**Available data**

[start]

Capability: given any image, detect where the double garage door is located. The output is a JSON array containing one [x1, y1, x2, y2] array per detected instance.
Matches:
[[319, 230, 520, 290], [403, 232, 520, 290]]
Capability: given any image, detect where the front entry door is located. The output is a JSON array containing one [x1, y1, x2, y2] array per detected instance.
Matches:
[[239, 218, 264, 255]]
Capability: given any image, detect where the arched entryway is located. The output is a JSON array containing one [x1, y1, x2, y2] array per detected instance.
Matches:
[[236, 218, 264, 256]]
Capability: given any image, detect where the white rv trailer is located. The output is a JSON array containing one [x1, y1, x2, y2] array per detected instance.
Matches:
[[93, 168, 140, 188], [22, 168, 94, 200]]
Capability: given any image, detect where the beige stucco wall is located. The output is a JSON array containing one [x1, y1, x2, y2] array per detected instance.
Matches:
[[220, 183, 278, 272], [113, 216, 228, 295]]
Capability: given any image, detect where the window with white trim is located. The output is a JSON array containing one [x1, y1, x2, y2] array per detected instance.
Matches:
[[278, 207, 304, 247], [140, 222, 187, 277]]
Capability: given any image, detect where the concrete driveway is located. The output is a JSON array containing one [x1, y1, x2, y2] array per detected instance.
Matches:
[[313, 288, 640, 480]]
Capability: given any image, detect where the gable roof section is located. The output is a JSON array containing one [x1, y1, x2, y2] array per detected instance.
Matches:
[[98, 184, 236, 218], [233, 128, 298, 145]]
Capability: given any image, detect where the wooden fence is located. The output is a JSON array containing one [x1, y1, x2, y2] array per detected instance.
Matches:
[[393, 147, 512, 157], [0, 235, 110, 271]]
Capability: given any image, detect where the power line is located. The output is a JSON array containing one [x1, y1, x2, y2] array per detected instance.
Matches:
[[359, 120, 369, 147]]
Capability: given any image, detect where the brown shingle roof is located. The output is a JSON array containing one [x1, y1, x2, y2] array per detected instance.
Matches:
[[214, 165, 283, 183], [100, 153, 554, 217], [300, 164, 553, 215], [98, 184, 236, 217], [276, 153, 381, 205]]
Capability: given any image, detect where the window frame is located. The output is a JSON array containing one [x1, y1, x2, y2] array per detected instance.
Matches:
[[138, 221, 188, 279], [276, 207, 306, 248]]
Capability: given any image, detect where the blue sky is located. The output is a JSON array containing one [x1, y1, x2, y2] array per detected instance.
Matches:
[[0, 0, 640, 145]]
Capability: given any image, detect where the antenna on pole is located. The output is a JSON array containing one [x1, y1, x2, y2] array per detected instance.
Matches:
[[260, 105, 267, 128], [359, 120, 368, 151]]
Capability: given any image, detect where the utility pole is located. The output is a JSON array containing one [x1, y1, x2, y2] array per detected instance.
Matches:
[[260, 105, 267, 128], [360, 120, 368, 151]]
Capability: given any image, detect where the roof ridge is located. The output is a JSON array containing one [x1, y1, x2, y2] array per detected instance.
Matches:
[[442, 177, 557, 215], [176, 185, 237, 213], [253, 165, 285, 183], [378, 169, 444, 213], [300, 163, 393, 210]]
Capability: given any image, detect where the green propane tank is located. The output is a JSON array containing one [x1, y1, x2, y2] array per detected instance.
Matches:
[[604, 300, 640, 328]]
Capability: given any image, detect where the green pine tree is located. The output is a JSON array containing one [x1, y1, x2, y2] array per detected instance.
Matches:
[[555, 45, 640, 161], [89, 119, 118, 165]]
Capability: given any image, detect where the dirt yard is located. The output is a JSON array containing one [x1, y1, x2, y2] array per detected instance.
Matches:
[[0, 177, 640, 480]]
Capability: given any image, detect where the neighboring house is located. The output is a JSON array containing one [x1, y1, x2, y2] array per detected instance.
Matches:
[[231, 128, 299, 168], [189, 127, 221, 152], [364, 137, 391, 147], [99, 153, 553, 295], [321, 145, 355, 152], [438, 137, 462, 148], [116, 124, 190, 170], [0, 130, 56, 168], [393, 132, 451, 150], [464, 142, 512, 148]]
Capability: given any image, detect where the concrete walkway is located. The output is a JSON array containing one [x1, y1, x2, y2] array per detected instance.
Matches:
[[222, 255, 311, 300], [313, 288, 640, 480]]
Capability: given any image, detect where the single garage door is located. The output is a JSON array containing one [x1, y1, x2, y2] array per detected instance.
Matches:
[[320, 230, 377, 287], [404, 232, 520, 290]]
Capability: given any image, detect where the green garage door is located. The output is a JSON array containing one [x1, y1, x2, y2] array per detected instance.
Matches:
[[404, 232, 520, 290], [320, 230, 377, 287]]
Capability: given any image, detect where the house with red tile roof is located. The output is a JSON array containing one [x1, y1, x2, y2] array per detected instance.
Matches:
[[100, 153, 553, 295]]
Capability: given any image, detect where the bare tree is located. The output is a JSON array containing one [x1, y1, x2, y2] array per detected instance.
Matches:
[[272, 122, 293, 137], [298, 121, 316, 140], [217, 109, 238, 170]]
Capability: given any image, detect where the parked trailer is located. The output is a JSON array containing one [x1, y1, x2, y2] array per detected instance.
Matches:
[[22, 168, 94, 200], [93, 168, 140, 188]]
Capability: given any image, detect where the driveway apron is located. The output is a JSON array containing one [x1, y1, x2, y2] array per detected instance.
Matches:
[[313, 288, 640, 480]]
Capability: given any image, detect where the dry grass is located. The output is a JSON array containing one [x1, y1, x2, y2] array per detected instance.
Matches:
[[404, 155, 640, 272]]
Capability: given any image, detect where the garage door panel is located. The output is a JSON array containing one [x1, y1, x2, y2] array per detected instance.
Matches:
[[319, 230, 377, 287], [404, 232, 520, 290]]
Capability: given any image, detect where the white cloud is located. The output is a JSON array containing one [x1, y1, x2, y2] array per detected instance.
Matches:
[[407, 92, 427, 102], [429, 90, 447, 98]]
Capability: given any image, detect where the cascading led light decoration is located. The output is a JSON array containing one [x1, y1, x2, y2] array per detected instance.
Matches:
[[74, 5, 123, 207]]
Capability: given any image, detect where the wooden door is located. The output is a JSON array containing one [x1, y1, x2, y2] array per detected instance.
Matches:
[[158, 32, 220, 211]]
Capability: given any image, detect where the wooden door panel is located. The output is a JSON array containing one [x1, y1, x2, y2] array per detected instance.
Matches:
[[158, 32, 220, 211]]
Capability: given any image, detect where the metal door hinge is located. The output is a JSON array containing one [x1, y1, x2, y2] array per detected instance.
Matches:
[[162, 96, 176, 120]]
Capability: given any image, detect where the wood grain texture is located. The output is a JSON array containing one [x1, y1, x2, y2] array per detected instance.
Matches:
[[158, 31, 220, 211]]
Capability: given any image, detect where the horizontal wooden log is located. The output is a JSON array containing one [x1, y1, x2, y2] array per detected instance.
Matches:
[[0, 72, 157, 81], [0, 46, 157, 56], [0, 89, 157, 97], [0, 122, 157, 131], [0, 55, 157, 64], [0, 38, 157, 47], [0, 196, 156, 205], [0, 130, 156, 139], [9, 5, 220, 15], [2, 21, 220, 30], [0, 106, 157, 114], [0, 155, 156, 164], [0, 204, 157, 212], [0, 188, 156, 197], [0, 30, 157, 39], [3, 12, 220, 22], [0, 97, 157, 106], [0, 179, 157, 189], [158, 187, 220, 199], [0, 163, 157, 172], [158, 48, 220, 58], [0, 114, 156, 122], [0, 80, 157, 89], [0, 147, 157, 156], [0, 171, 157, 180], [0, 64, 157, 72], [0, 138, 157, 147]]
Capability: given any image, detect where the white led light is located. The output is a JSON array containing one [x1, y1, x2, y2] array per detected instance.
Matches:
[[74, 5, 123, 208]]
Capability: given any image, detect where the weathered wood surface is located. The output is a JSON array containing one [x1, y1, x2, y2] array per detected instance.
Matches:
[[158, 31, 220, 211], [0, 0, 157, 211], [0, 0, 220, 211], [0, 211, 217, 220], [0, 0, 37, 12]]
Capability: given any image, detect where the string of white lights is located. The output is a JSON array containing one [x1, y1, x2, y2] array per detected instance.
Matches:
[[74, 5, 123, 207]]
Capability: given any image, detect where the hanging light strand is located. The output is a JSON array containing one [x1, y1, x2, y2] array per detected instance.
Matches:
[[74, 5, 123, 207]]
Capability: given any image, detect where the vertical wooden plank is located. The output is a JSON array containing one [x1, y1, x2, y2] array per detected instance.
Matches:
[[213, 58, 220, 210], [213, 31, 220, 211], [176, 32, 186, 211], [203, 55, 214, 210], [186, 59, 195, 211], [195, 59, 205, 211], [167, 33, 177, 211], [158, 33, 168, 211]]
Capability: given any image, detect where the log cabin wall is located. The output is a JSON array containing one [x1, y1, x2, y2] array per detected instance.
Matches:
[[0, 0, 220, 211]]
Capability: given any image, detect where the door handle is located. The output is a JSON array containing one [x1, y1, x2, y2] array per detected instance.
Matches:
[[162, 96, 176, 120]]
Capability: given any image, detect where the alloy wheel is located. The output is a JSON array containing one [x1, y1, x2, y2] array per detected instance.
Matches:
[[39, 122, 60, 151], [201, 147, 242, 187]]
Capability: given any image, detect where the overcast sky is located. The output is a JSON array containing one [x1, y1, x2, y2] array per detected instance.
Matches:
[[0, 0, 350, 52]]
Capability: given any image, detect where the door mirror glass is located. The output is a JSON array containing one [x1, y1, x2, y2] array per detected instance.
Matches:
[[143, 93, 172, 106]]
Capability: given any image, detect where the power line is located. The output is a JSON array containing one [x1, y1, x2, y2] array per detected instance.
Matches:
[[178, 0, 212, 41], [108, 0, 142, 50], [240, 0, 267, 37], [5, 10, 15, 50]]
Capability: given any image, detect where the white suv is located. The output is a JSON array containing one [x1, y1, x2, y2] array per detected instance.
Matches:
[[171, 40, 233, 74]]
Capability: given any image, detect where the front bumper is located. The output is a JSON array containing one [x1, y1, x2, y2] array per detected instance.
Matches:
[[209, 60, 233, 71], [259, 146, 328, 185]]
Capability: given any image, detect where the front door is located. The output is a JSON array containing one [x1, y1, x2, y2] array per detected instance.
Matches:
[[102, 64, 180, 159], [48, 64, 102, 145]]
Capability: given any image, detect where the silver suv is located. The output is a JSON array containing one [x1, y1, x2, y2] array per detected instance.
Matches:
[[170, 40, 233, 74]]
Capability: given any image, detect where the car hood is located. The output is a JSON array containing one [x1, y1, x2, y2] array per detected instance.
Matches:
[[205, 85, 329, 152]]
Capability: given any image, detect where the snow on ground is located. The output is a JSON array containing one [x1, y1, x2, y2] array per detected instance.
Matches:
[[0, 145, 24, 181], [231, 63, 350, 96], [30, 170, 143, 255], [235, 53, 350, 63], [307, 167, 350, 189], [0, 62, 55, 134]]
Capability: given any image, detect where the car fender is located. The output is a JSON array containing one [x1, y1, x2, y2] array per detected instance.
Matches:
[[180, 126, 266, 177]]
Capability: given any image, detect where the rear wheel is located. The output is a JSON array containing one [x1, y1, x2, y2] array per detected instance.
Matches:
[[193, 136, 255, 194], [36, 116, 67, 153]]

[end]
[start]

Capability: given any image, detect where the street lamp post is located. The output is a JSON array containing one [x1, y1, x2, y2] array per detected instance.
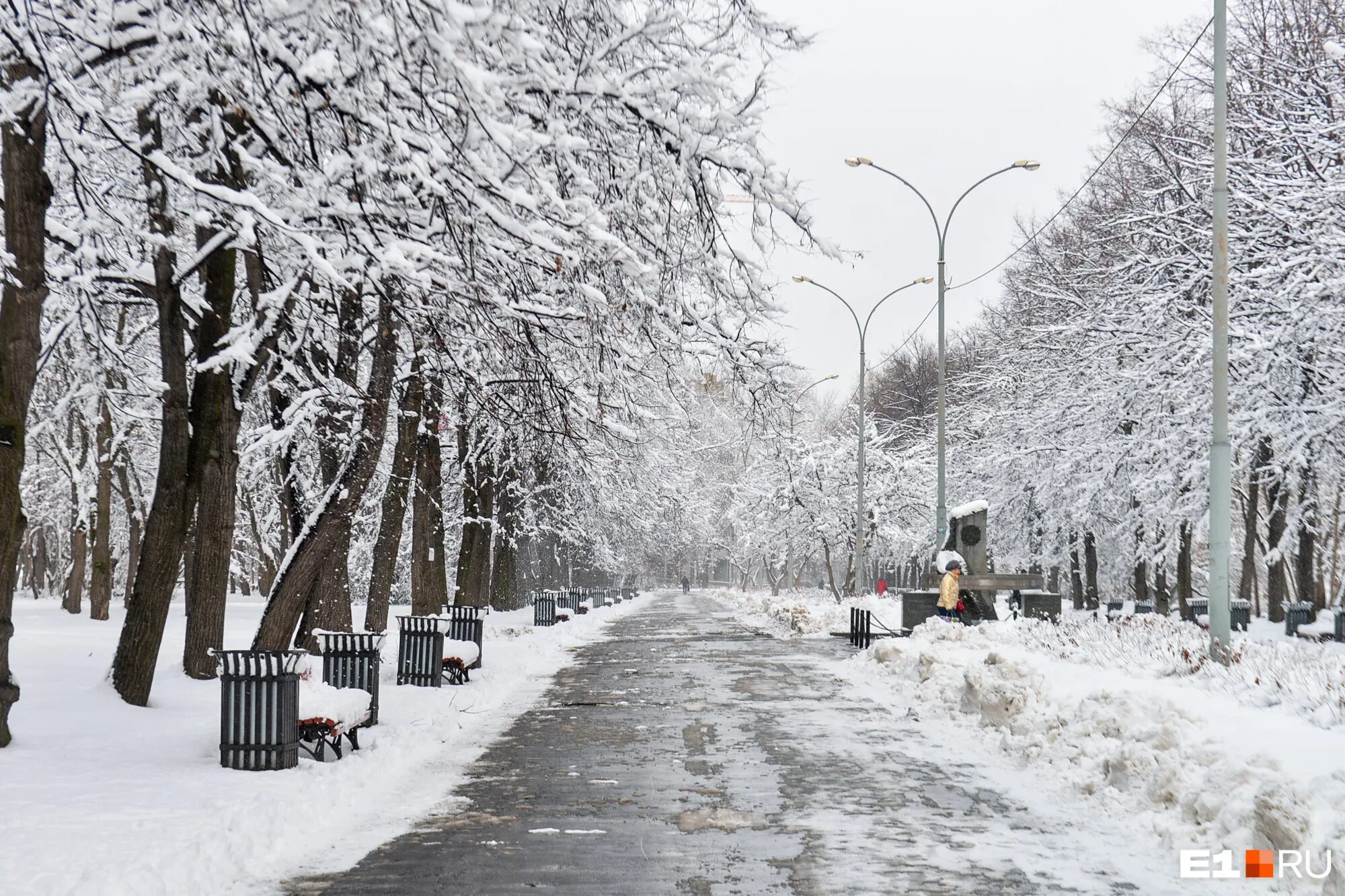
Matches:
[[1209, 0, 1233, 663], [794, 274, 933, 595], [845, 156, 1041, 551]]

[end]

Reproduce verbatim everything in the records from the line containing "Capability: given any image, detect where the green pine" down to the line containing "[[555, 45, 640, 161], [89, 119, 118, 165]]", including both of those lines.

Capability: given any image, detect where the green pine tree is located. The output is a JSON array containing one [x1, y1, x2, y2] array per detected instance.
Matches:
[[555, 45, 640, 161], [89, 119, 118, 165]]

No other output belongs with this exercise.